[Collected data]

┌────────

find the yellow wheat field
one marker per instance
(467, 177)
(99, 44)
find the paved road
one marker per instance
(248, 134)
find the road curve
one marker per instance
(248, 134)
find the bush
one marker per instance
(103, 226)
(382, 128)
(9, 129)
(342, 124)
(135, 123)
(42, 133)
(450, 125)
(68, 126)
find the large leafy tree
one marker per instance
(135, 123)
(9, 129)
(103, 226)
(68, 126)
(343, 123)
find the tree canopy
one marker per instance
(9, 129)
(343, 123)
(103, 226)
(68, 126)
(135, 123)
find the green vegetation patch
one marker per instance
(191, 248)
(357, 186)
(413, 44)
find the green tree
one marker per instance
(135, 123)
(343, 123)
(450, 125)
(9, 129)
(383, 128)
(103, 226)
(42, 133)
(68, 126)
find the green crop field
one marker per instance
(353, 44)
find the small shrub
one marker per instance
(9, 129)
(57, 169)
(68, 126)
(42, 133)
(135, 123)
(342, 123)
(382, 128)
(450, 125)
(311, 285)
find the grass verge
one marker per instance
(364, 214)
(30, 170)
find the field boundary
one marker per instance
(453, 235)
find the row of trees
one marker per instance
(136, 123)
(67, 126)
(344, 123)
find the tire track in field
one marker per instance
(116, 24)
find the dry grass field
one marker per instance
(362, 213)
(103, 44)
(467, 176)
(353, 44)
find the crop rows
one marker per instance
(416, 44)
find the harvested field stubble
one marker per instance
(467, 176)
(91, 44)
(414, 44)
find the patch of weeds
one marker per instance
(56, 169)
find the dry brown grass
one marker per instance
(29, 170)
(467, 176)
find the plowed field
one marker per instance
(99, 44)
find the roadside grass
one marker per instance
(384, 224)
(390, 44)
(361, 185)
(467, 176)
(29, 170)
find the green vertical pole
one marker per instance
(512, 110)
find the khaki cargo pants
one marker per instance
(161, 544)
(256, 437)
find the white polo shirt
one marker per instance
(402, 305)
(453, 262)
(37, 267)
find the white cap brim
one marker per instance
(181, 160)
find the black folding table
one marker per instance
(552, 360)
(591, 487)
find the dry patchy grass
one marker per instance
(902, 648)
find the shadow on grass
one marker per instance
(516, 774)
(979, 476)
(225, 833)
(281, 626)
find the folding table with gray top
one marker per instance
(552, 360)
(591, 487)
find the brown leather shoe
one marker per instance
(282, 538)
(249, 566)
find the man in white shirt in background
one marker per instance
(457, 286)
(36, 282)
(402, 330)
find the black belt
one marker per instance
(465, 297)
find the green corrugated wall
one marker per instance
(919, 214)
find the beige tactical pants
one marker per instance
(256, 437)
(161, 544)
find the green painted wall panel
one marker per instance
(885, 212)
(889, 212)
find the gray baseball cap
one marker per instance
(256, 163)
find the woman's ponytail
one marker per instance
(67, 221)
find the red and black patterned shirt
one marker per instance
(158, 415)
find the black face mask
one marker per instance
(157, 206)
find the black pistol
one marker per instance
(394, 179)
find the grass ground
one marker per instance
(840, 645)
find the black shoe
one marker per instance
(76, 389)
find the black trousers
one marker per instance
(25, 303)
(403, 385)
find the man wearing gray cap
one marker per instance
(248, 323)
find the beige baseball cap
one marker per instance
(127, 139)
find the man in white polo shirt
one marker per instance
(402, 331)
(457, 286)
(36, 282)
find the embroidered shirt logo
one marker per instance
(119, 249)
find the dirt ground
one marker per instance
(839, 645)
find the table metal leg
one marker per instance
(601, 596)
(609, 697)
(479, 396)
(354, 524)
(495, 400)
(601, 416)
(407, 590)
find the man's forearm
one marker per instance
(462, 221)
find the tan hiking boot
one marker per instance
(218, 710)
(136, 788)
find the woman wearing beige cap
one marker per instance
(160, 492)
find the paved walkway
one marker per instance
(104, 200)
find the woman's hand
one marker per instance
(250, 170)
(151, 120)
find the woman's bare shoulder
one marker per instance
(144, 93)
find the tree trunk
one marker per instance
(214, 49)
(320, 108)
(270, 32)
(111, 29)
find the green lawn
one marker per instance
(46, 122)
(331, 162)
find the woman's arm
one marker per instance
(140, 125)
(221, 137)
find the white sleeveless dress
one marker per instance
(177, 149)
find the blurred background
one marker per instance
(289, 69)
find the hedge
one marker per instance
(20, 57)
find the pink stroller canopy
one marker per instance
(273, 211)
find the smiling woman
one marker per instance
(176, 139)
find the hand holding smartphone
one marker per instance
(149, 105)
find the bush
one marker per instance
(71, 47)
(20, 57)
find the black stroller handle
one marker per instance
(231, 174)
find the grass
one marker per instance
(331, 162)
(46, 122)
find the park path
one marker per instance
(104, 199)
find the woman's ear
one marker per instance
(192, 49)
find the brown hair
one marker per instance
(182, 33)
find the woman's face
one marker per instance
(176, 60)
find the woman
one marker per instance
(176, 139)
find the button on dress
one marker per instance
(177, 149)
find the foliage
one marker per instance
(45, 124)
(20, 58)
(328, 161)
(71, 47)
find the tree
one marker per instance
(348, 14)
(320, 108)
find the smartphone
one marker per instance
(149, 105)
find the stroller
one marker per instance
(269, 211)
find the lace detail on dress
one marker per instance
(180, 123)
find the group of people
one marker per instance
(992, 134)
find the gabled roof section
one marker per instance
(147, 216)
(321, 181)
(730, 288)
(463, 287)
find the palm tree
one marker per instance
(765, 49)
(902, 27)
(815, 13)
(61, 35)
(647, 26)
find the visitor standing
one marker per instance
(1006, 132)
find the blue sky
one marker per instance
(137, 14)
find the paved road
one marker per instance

└────────

Task description: Reproduce only the lines above spanning from the line containing "find the brown leather shoe" through the line containing "find the gray baseball cap", word for word.

Response for this exercise:
find the brown leather shoe
one marker per instance
(282, 538)
(249, 566)
find the man in white shirt in background
one marker per instance
(457, 286)
(36, 282)
(402, 330)
find the black belt
one marker per instance
(465, 297)
find the green corrugated wall
one marker per instance
(919, 214)
find the beige tactical pants
one marker per instance
(256, 437)
(161, 544)
find the green painted wall panel
one marker per instance
(885, 212)
(889, 212)
find the gray baseball cap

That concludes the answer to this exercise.